**Aufgabe**
Wie geht der unten stehende Text über die digitale Transformation im Lager weiter? Setzen Sie ihn nach seinem letzten Satz fort.

**Untersuchter Text**

Automatisierung wird kommen und gehen

  1. Digitale Transformation
    Die Wettbewerbsfähigkeit eines Unternehmens hängt vom Zugang zu und der Analyse von wichtigen Daten ab. Intelligente Unternehmen werden intelligente Lager entwickeln, in denen Roboter, Kommissionierer, Verpackungsmaschinen und Sorter nahtlos integriert sind, um nicht nur eine optimale Leistung zu erbringen, sondern auch wertvolle Daten, die in Echtzeit mit weiteren Systemen ausgetauscht werden, um Wettbewerbsvorteile zu erzielen.
    Lager und Fulfillment-Center werden immer integrierter, intelligenter und vernetzter werden. Die digitale Transformation des Lagers wird 2021 weiter voranschreiten.
    Auf der Steuerungsseite machen feldmontierte Geräte rasante Fortschritte und ermöglichen Plug ’n‘ Play-Optionen für eine schnelle Installation, die flexible Erweiterung von Systemen oder den schnellen Austausch von Komponenten. Auch die vorbeugende Wartung macht mit Predictive Analytics einen Schritt nach vorne, erleichtert durch Profinet- (Process Field Net) und BPN-Verbindungen zu Endgeräten zur schnellen Datenerfassung und Fernunterstützung.

**Ausgewählte Zeilen**
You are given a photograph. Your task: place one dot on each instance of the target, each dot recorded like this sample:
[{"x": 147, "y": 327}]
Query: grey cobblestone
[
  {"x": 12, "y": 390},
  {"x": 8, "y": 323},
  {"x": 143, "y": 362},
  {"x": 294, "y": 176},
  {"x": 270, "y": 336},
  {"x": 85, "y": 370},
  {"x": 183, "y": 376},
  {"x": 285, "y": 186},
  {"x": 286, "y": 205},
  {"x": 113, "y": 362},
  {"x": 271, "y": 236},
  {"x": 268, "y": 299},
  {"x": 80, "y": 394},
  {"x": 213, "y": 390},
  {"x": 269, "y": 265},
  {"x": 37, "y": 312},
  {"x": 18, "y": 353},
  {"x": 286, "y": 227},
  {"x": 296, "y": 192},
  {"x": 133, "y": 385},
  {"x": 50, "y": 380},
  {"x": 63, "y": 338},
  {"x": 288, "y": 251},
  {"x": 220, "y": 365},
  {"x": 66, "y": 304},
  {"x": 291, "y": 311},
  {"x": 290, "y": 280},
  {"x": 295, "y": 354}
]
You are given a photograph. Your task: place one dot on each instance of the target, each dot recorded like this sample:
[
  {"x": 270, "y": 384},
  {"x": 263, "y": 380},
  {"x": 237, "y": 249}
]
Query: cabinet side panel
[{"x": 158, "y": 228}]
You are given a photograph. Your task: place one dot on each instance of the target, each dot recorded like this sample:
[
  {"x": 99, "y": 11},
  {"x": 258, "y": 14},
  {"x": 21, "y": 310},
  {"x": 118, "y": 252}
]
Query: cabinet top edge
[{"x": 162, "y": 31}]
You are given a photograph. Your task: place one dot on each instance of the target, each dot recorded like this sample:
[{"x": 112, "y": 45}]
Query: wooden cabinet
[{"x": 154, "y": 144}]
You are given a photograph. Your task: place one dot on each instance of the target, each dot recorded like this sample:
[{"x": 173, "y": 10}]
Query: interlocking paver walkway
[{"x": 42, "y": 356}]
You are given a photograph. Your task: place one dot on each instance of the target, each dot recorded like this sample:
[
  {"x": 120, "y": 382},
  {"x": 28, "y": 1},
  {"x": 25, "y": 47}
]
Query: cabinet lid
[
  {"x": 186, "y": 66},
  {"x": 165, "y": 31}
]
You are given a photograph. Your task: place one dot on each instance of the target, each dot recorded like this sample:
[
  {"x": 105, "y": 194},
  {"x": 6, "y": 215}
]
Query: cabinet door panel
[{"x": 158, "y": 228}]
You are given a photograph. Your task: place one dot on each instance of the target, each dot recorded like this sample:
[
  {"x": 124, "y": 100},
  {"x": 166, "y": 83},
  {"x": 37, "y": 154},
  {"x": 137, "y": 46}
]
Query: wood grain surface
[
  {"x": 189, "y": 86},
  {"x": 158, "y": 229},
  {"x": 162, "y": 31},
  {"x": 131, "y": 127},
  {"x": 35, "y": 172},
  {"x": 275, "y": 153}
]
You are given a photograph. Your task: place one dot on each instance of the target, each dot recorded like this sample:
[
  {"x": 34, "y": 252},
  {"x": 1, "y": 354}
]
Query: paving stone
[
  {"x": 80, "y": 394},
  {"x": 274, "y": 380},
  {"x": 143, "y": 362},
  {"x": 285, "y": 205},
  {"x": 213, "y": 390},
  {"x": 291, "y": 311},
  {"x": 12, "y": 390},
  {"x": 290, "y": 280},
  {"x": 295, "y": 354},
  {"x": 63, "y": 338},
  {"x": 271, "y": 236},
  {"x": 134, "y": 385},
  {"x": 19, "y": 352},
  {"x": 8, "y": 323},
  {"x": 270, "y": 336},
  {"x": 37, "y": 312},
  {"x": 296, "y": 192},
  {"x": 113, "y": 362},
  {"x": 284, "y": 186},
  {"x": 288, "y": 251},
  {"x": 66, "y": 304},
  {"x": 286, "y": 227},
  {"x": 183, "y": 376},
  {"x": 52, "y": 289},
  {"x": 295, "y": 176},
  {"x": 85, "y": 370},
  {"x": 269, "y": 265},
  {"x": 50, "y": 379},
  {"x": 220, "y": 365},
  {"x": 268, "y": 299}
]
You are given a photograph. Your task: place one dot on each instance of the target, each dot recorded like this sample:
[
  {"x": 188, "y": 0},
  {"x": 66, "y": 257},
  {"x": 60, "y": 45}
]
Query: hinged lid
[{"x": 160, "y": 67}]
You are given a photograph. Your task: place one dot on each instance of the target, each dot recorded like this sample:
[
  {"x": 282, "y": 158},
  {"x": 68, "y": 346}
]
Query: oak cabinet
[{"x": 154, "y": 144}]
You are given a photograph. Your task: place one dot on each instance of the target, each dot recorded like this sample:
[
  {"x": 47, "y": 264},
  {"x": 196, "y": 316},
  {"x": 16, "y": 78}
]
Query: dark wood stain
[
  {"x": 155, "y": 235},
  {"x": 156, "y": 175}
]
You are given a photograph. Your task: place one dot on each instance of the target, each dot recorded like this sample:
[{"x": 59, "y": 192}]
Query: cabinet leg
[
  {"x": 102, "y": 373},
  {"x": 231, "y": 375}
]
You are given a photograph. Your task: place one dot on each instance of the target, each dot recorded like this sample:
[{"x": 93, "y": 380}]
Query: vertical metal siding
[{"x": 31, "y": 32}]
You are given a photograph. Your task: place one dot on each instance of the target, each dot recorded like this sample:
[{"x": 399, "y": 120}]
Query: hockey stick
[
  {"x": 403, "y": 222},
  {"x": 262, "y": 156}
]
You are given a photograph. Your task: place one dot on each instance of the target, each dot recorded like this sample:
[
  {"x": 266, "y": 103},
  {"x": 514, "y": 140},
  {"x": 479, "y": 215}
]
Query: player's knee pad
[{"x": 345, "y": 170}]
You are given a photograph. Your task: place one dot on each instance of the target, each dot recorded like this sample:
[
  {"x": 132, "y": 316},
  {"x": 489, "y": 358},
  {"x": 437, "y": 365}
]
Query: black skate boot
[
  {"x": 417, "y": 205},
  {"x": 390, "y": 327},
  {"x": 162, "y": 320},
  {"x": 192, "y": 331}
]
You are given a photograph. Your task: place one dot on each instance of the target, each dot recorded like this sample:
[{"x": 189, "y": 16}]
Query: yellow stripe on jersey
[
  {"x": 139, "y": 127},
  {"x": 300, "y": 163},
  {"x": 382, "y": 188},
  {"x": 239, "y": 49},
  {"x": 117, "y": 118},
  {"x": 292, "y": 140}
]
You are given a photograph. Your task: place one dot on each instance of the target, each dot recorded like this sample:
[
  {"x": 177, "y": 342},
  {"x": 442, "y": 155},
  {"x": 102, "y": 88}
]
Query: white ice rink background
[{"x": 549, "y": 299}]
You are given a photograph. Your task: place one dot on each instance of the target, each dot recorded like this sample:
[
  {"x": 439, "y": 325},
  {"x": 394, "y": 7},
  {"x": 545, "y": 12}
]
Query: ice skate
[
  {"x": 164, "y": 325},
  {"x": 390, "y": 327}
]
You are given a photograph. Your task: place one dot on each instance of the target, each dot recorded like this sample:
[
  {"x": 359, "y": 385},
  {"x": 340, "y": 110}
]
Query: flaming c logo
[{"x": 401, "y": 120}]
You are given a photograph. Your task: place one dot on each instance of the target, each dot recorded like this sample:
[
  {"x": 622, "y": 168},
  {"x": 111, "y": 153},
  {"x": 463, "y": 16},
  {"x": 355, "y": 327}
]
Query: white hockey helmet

**Lösung**
  2. Brexit Realität
    Der Brexit ist Realität geworden. Die Komplexität des Papierkrams für Sendungen nach Europa hat bereits vielen Unternehmen erhebliche Probleme bereitet, da Fahrzeuge aufgrund unvollständiger Manifeste und fehlender Daten an den Zollstellen aufgehalten wurden. Viele Unternehmen müssen dringend ihre Systeme aufrüsten und die Lagerverwaltungssysteme an die neuen Zollanforderungen anpassen.
    Das Risiko von Verzögerungen in den Häfen hat auch die Wahrscheinlichkeit erhöht, dass europäische Unternehmen mehr Waren in Großbritannien lagern werden, was eine höhere Nachfrage nach britischen Lagerflächen zur Folge hat. Ebenso ist zu erwarten, dass britische Unternehmen Lagerbestände auf der anderen Seite des Ärmelkanals aufbauen werden. Solche Umzüge erfordern eine größere Transparenz der Bestände über mehrere Standorte hinweg, was eine intelligente Lagerverwaltungssoftware erfordert, die in der Lage ist, ein vollständiges Bild zu liefern.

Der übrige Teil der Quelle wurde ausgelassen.